> _Dataset entries_:
______
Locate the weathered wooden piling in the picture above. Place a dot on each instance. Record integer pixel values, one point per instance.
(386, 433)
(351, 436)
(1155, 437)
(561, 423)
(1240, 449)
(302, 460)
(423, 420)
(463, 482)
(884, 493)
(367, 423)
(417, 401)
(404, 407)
______
> _Work to complete_:
Reproduce the entries above with "weathered wooden piling" changed to "mooring post" and every other word and value left as it is.

> _Exercise response_:
Locate the mooring post in the picture above. Place a dot on each instance. Record integer pixel values, one point per instance.
(386, 433)
(351, 436)
(1155, 437)
(561, 423)
(1240, 449)
(302, 460)
(423, 420)
(463, 482)
(884, 493)
(367, 423)
(417, 401)
(404, 407)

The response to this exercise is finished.